Письменное задание 1 -
Кто, согласно фрагменту текста о ритуальном самоубийстве буси, обычно выступал в роли помощника при совершении этого ритуала?

------ Фрагмент текста ------

Поскольку такая сложная траектория разреза не могла гарантировать быструю смерть, со временем вошло в обычай при совершении этого ритуала использовать постороннюю помощь. В роли помощника обычно выступал товарищ по оружию, воин, равный по рангу, либо кто-то из подчиненных (если рядом не было специального человека, назначенного властями). Как уже говорилось ранее, его обязанность состояла в том, чтобы обезглавить будущего самоубийцу, после того как последний закончит ритуальный разрез и предложит свою шею. Когда эпоха непрерывной межклановой борьбы ушла в прошлое и военная простота древних обычаев сменилась стремлением к скрупулезному соблюдению сложных правил внешних приличий, его роль постепенно становилась все более значительной, пока он не превратился в формального палача, который часто сносил с плеч голову своей добровольной жертвы, даже не дожидаясь, когда несчастный сам нанесет себе первый удар.
Любой человек, который подобно буси полностью примирился с идеей собственного самоуничтожения, способен превратиться в необычайно опасного воина, всегда готового отдать свою жизнь на поле боя. Получив приказ от своего непосредственного начальника, любой буси, достойный носить такое звание, должен был исполнять его без секундного колебания. Поскольку его противник обладал такой же абсолютной преданностью, то их поединок обычно превращался во взаимное убийство. Потому в крупномасштабных сражениях военачальник часто был вынужден полагаться не столько на доблесть своих воинов, сколько на их численность или, в исключительных случаях, на собственный талант стратега — область, в которой достигли высот лишь немногие из японских лидеров.

------ Фрагменты набора данных ------

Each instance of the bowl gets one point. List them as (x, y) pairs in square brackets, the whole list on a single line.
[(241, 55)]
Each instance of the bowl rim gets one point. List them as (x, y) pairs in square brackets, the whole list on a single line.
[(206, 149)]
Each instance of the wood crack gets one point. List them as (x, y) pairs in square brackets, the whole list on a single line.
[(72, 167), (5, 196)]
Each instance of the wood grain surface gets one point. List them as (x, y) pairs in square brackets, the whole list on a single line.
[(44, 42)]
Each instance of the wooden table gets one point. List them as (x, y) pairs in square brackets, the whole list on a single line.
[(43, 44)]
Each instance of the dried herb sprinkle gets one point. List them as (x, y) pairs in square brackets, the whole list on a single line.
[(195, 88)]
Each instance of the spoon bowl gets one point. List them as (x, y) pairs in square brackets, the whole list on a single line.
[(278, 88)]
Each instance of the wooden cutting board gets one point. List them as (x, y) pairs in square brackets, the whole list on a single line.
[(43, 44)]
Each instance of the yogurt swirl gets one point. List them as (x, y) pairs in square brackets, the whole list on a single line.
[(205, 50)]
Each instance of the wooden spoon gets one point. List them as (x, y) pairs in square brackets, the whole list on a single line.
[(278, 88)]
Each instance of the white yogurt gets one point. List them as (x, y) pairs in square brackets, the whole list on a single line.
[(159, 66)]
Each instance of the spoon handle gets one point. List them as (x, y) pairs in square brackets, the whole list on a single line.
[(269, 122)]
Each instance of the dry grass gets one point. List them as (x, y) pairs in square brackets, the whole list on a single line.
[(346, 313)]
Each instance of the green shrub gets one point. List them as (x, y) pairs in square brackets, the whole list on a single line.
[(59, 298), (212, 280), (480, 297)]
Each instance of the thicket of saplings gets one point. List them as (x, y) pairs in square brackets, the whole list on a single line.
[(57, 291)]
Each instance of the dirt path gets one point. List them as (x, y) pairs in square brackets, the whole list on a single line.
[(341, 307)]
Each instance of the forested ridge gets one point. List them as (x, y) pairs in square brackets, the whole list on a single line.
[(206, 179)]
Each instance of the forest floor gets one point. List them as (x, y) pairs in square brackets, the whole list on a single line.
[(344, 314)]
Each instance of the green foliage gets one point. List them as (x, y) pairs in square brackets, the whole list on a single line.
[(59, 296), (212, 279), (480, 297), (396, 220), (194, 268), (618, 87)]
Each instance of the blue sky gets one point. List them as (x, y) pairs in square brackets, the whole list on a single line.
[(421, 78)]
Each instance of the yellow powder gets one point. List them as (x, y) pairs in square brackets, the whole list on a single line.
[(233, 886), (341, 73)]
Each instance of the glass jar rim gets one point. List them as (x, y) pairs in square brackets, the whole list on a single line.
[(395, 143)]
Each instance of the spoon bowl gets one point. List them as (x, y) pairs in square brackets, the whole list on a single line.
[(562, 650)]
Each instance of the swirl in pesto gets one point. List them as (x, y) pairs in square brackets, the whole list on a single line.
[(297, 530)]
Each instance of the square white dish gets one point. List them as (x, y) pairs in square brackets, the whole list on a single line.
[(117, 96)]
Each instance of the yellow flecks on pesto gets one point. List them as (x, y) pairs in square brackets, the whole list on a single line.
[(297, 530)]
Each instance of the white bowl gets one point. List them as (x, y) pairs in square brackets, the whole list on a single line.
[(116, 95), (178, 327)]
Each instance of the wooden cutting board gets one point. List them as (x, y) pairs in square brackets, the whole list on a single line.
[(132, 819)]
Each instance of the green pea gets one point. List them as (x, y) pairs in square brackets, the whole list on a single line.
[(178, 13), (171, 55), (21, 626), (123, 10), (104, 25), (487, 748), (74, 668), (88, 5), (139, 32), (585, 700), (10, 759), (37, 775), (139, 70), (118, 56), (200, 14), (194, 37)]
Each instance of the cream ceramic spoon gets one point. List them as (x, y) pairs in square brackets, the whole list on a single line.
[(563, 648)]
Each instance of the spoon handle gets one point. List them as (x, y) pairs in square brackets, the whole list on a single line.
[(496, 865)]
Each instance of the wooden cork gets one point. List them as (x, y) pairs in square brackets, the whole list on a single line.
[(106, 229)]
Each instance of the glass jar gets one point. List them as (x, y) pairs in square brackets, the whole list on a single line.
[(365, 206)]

------

Письменное задание 2 -
Преобразуйте в CSV с двумя столбцами «запрос» и «ответ» только часть списка: от его начала до строки, содержащей "[(159, 66)]", включительно. На каждый запрос отведите одну строку, каждое значение поместите в кавычки, а переносы строк внутри значений замените пробелами.

Полный ответ 1 -
Товарищ по оружию, воин, равный по рангу, либо кто-то из подчиненных.

Полный ответ 2 -
запрос,ответ
"Each instance of the bowl gets one point. List them as (x, y) pairs in square brackets, the whole list on a single line.","[(241, 55)]"
"Each instance of the bowl rim gets one point. List them as (x, y) pairs in square brackets, the whole list on a single line.","[(206, 149)]"
"Each instance of the wood crack gets one point. List them as (x, y) pairs in square brackets, the whole list on a single line.","[(72, 167), (5, 196)]"
"Each instance of the wood grain surface gets one point. List them as (x, y) pairs in square brackets, the whole list on a single line.","[(44, 42)]"
"Each instance of the wooden table gets one point. List them as (x, y) pairs in square brackets, the whole list on a single line.","[(43, 44)]"
"Each instance of the dried herb sprinkle gets one point. List them as (x, y) pairs in square brackets, the whole list on a single line.","[(195, 88)]"
"Each instance of the spoon bowl gets one point. List them as (x, y) pairs in square brackets, the whole list on a single line.","[(278, 88)]"
"Each instance of the wooden cutting board gets one point. List them as (x, y) pairs in square brackets, the whole list on a single line.","[(43, 44)]"
"Each instance of the yogurt swirl gets one point. List them as (x, y) pairs in square brackets, the whole list on a single line.","[(205, 50)]"
"Each instance of the wooden spoon gets one point. List them as (x, y) pairs in square brackets, the whole list on a single line.","[(278, 88)]"
"Each instance of the white yogurt gets one point. List them as (x, y) pairs in square brackets, the whole list on a single line.","[(159, 66)]"